__Given task__:
Starting at the line that contains "Expected behaviour: when the grey", write down each line of the rows exactly and in order; stop after the line that contains "[254, 237, 376, 284]".

__Provided information__:
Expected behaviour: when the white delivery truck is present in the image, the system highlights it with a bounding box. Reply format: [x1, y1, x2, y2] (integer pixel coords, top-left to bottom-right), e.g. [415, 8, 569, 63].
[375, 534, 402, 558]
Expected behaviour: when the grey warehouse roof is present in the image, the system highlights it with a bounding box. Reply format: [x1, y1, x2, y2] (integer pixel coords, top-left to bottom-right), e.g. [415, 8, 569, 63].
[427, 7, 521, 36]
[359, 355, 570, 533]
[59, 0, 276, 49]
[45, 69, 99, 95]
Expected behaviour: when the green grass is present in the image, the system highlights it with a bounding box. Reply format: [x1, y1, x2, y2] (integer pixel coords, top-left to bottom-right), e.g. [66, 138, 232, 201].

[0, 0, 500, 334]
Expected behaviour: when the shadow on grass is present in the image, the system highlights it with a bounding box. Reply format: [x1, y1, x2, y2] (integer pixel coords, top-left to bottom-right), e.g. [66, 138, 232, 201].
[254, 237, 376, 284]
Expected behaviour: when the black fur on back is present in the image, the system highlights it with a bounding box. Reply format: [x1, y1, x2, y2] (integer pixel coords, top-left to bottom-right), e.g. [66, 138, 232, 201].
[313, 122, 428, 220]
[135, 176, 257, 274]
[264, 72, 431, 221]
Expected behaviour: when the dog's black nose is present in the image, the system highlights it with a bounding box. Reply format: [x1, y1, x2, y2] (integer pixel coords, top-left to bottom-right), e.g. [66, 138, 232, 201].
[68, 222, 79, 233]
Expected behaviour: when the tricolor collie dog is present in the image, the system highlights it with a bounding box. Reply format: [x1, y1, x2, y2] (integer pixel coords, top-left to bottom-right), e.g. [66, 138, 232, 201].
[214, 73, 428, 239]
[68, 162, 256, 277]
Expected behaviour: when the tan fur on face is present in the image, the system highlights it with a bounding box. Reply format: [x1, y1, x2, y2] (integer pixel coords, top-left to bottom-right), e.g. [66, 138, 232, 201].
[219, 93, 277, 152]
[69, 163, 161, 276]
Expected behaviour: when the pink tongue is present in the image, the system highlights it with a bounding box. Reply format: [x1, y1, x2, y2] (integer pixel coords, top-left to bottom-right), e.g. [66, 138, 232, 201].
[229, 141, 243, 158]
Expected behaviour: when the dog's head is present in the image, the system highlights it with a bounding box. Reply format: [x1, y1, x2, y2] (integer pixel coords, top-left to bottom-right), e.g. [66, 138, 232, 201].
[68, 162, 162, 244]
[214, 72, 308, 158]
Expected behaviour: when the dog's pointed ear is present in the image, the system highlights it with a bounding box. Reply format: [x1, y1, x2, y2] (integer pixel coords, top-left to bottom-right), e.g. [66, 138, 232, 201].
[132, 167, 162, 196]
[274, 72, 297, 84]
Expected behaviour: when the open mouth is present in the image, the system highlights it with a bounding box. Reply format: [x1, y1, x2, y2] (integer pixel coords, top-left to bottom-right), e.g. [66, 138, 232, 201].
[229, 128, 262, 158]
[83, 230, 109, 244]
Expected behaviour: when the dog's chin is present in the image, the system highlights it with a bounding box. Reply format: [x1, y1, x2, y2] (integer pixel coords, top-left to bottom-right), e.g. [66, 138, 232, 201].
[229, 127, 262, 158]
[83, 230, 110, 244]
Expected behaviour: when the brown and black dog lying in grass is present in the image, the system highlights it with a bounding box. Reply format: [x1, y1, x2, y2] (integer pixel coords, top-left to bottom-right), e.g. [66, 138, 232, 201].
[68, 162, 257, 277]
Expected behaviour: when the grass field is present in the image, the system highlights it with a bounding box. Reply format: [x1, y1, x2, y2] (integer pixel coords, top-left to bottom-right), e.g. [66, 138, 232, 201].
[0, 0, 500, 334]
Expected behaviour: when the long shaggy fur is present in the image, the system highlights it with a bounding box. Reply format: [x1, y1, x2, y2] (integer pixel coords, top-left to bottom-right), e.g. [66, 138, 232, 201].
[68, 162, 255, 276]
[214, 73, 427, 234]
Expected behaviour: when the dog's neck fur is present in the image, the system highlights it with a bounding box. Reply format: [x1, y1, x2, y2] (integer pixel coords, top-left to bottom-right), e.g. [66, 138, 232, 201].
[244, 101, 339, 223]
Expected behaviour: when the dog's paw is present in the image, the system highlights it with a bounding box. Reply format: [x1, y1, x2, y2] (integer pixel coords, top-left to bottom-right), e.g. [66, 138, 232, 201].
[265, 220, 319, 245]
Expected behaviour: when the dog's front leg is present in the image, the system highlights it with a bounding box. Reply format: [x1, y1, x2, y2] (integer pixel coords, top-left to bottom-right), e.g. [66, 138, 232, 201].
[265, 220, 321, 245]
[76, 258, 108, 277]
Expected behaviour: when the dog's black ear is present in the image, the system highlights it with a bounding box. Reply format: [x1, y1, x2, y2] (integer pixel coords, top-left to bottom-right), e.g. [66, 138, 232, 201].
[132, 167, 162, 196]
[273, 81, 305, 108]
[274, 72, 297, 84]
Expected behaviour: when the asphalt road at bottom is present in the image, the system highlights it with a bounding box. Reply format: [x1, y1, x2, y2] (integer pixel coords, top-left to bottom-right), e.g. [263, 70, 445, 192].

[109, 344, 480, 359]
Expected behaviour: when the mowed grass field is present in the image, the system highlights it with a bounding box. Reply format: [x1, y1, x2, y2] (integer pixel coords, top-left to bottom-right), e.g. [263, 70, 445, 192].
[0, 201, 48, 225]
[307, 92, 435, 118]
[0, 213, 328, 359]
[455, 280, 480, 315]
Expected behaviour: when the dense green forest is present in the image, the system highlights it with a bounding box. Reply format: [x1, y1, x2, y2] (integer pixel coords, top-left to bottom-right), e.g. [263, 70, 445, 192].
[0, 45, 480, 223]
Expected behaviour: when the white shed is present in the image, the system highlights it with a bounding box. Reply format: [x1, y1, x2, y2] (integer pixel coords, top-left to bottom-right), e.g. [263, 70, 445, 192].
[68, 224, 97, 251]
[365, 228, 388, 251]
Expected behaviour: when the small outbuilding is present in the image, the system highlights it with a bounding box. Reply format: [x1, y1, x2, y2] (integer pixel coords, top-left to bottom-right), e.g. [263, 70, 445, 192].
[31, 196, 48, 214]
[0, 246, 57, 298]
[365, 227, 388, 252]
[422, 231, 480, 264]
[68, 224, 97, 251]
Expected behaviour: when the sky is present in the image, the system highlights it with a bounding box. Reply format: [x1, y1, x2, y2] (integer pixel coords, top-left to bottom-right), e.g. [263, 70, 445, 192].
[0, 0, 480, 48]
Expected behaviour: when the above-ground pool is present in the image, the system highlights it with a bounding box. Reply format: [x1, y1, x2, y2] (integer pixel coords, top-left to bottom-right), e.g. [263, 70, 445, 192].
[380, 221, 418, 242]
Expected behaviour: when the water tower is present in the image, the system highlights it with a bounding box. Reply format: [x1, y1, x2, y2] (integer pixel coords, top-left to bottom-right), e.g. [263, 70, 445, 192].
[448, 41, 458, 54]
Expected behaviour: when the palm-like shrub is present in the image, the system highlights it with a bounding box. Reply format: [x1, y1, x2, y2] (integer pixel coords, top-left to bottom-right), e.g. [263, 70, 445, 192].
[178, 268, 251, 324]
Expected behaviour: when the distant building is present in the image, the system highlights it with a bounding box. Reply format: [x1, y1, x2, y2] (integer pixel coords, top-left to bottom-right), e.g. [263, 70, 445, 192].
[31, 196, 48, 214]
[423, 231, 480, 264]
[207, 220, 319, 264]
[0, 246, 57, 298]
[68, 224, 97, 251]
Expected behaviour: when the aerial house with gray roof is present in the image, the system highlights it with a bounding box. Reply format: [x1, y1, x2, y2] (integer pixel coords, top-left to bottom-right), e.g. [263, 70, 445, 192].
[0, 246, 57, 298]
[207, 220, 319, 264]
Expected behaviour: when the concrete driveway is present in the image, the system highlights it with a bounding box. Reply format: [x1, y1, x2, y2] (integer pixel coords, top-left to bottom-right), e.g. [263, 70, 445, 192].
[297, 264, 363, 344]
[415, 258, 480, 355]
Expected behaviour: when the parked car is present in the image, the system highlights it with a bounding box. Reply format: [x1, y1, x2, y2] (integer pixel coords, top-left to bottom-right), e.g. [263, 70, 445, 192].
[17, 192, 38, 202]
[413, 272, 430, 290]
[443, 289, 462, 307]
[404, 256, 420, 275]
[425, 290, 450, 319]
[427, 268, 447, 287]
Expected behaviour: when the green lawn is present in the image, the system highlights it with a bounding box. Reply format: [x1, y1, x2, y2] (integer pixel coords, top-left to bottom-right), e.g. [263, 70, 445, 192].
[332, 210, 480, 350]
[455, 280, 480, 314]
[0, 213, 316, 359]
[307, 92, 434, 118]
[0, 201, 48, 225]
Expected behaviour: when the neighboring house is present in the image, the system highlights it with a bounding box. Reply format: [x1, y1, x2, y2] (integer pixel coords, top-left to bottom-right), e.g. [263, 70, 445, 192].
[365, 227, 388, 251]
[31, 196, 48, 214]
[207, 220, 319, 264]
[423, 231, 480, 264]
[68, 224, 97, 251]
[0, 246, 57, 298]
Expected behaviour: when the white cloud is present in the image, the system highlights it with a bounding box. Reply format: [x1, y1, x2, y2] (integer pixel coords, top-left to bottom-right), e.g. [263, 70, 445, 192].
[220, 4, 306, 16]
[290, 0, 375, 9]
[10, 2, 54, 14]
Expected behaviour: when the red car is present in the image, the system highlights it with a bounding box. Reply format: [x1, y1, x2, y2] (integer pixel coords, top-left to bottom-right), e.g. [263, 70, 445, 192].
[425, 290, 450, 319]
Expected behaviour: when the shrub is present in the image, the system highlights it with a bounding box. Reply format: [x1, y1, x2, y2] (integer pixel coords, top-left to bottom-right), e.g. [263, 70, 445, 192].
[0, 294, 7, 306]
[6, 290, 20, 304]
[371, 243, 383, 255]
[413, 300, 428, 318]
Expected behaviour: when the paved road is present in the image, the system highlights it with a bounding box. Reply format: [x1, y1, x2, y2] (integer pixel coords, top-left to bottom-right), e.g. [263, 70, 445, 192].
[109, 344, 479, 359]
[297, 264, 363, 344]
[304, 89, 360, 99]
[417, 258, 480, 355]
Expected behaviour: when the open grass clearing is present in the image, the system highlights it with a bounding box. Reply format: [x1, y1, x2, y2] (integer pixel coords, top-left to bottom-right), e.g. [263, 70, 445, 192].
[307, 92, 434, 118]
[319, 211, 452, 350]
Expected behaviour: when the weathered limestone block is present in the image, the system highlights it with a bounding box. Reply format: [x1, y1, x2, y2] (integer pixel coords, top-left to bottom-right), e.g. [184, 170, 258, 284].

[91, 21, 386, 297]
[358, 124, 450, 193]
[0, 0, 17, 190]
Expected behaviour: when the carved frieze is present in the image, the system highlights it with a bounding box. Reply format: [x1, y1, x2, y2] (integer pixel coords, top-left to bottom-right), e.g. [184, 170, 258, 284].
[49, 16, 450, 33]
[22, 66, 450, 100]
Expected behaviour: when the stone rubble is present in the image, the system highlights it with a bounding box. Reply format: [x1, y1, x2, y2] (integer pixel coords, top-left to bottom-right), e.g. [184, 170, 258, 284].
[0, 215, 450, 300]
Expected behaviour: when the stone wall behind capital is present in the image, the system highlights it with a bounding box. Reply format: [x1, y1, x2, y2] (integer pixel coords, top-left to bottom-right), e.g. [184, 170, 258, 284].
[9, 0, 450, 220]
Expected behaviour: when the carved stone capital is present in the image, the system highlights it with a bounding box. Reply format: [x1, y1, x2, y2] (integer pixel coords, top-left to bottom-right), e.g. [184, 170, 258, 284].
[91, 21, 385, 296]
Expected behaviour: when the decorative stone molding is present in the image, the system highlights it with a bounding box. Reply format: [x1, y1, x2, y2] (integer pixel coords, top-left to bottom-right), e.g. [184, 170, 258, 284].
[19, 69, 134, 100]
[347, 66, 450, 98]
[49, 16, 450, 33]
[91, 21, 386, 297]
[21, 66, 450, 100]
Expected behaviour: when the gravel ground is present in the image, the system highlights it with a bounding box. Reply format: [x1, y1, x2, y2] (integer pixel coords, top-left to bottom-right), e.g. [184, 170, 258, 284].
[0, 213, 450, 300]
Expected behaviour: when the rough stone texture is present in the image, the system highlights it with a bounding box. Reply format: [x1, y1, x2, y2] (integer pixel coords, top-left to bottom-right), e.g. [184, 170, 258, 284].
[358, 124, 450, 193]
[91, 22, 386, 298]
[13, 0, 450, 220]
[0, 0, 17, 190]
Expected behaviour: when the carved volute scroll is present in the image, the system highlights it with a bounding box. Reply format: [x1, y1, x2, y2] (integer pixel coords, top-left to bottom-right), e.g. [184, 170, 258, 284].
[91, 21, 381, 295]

__Reply__:
Expected behaviour: when the grey warehouse roof is present in the image, the system highlights it with a bounding box. Reply format: [x1, y1, x2, y2] (integer pixel coords, top-left to bottom-right), e.g. [415, 8, 569, 63].
[427, 7, 521, 36]
[359, 355, 570, 533]
[59, 0, 276, 49]
[45, 69, 99, 95]
Expected behaviour: when the green grass is present in the image, the system highlights it with a bounding box. Reply format: [x1, y1, x2, y2] (integer pixel coords, top-left to bottom-right), e.g. [66, 138, 232, 201].

[0, 0, 500, 334]
Expected behaviour: when the shadow on grass is present in the image, the system highlights it with a bounding box. Reply format: [x1, y1, x2, y2] (integer pixel coords, top-left to bottom-right), e.g. [66, 138, 232, 201].
[254, 237, 376, 284]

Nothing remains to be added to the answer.